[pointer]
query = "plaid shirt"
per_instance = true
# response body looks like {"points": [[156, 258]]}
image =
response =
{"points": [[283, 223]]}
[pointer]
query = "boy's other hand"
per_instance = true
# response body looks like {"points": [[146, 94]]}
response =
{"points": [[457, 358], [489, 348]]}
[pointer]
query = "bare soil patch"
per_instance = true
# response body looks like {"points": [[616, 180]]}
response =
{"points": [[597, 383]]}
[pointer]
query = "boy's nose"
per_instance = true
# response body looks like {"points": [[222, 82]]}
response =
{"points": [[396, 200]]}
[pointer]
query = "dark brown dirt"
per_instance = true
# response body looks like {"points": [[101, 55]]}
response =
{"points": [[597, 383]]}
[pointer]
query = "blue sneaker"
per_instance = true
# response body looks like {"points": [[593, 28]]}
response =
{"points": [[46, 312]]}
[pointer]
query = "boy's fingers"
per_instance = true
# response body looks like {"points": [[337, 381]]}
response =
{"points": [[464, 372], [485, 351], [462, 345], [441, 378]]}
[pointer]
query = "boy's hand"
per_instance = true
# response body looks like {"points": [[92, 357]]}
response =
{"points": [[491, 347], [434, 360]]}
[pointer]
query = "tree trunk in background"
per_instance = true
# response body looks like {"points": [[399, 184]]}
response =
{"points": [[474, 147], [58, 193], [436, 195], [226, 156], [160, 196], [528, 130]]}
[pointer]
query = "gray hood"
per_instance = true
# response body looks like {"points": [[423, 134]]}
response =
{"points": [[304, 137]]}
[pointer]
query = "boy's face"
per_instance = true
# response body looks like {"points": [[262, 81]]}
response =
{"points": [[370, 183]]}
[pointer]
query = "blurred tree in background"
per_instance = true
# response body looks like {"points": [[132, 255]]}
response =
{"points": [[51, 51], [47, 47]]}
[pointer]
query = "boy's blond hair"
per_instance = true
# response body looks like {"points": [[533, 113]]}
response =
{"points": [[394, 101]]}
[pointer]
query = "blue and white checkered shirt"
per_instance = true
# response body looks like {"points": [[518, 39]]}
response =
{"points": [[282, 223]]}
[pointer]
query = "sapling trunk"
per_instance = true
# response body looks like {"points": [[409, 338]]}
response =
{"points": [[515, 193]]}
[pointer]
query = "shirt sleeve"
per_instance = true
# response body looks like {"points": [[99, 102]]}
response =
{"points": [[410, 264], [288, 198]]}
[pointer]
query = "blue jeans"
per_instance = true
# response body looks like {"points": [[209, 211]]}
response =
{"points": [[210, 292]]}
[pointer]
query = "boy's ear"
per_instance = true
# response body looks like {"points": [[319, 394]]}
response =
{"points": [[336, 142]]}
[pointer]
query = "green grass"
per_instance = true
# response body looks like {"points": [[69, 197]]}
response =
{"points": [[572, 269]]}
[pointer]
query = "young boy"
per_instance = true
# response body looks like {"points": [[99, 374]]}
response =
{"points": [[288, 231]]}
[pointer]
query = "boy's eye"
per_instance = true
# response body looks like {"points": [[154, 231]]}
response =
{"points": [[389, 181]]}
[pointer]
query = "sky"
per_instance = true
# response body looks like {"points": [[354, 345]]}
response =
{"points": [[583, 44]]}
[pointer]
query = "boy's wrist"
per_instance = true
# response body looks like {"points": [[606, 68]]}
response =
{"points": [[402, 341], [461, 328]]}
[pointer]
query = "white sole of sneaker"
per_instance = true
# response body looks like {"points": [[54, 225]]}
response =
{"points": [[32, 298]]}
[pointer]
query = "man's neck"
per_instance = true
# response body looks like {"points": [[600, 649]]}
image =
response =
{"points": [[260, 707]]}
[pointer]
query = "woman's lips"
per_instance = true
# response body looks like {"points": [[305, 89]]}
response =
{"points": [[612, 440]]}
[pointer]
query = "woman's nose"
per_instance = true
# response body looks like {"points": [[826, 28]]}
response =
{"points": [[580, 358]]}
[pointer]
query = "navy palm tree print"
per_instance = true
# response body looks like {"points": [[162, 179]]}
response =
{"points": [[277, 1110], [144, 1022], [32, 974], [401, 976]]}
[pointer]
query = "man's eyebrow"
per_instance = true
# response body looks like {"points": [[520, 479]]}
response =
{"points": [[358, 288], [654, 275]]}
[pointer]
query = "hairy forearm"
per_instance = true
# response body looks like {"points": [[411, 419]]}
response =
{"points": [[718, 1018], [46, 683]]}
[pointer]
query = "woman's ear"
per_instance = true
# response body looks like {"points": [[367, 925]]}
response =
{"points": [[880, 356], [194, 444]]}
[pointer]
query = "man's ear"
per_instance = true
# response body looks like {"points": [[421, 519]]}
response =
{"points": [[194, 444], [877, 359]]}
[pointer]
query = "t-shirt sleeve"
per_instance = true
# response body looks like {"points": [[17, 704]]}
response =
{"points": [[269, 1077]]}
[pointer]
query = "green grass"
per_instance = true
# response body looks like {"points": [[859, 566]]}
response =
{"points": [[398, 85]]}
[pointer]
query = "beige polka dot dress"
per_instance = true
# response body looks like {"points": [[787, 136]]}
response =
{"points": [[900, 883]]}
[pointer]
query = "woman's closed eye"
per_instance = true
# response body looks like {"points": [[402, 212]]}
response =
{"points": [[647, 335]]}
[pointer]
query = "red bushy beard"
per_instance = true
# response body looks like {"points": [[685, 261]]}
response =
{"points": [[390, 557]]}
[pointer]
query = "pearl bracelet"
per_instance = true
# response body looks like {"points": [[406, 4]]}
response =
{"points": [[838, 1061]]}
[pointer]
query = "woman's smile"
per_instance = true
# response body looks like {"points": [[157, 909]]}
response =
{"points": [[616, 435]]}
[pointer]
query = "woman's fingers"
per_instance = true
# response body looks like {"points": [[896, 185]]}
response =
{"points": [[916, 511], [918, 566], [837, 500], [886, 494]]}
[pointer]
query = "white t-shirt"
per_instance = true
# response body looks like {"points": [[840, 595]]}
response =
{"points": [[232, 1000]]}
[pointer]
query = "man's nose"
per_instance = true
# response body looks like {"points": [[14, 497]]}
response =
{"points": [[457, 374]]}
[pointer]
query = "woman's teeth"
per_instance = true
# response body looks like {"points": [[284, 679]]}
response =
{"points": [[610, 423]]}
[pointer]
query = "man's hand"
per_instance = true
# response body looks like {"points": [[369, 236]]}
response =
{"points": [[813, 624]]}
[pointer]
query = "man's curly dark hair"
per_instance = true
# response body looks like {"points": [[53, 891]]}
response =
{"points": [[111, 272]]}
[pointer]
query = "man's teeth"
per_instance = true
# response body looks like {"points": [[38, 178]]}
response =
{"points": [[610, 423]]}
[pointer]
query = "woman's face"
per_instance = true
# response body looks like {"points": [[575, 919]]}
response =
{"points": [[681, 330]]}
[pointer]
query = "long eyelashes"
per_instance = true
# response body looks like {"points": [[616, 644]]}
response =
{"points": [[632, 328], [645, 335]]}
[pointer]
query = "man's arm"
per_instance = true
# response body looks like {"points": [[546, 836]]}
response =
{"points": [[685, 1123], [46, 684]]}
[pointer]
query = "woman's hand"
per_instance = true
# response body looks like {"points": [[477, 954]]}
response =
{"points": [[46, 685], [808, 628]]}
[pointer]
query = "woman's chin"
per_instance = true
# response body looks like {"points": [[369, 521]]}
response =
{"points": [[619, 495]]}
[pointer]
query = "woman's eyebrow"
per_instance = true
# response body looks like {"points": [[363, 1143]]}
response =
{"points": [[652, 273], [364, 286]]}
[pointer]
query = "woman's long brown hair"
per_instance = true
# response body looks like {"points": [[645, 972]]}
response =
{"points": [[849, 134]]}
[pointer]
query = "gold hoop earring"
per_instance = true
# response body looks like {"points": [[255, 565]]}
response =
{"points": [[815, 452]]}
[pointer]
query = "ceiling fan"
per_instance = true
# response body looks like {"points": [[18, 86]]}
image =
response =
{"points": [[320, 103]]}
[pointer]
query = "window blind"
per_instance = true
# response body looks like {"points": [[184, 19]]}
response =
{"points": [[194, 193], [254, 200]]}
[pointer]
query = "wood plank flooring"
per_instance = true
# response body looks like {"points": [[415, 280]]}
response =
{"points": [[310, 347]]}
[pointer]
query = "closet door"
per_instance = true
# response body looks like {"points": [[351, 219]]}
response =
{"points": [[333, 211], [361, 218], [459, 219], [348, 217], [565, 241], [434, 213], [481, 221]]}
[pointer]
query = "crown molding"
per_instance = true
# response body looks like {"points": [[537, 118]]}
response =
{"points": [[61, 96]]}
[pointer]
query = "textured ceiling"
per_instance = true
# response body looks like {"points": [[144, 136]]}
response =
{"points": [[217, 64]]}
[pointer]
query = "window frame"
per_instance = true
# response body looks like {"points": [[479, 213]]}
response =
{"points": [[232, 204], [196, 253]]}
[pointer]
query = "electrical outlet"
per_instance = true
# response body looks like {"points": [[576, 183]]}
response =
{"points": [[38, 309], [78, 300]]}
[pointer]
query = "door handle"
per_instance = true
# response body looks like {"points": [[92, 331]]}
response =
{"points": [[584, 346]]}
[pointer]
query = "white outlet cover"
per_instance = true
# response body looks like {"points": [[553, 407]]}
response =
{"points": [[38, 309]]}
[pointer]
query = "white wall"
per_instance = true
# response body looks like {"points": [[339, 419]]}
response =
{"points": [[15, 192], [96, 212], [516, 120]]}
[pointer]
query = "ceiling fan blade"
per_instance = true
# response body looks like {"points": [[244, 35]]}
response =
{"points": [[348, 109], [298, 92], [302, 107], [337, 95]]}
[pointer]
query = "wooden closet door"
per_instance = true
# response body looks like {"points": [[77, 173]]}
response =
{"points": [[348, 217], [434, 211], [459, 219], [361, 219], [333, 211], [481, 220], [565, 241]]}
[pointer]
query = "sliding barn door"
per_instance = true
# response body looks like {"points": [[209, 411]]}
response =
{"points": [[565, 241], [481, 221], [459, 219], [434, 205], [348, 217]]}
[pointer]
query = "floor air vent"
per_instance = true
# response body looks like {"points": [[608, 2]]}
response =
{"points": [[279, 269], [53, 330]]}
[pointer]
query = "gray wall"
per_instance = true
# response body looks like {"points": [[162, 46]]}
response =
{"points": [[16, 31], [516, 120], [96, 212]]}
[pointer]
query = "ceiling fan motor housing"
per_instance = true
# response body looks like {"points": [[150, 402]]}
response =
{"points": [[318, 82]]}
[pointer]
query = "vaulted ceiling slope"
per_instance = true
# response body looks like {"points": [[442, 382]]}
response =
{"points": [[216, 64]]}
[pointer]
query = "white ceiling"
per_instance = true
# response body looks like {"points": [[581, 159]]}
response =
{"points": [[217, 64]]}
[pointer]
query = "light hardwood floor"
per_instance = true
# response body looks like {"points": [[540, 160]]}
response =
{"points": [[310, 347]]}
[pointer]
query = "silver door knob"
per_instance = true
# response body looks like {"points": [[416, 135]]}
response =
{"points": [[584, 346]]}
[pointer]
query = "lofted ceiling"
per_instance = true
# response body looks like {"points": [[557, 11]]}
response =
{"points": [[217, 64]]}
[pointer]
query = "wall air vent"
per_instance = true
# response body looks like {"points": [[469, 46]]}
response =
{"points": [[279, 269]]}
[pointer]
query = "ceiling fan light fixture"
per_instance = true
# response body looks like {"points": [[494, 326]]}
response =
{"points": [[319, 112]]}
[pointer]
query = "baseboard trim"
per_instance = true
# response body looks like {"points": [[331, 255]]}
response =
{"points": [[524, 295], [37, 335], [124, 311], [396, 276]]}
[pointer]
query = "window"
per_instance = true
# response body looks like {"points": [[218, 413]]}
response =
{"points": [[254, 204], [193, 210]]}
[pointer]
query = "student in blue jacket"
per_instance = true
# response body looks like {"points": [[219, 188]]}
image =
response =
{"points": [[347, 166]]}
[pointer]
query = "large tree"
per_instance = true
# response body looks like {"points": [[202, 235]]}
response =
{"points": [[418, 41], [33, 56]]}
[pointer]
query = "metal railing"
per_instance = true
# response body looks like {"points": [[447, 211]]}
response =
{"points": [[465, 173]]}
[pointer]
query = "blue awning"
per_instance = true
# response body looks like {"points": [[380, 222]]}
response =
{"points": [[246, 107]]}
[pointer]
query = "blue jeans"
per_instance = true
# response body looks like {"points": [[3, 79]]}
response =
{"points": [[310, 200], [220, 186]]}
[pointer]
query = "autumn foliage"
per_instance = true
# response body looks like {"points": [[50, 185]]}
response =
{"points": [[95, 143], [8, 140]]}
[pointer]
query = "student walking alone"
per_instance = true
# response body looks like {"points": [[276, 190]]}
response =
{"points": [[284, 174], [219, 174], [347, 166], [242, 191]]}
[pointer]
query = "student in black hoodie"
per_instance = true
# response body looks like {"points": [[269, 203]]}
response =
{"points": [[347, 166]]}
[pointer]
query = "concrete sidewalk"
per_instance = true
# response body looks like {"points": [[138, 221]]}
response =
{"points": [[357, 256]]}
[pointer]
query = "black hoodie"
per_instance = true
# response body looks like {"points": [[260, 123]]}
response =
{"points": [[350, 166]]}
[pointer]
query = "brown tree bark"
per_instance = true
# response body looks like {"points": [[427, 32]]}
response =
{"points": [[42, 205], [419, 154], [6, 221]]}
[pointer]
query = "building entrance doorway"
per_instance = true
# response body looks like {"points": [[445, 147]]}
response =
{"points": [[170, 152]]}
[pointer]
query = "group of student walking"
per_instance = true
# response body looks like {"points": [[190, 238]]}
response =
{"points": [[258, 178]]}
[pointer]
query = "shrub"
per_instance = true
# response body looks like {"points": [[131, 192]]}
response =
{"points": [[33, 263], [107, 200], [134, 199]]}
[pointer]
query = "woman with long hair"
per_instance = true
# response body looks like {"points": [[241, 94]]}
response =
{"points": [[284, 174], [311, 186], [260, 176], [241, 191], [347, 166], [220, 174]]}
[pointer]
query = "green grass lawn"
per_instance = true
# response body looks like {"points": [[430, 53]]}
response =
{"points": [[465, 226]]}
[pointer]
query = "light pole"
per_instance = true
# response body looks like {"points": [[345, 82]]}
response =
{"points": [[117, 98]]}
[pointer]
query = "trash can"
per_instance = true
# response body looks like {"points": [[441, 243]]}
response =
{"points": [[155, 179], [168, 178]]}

What is needed: Should a line in the material contain "fingers", copy it.

Answer section:
query = "boy's fingers"
query = "woman's fingers"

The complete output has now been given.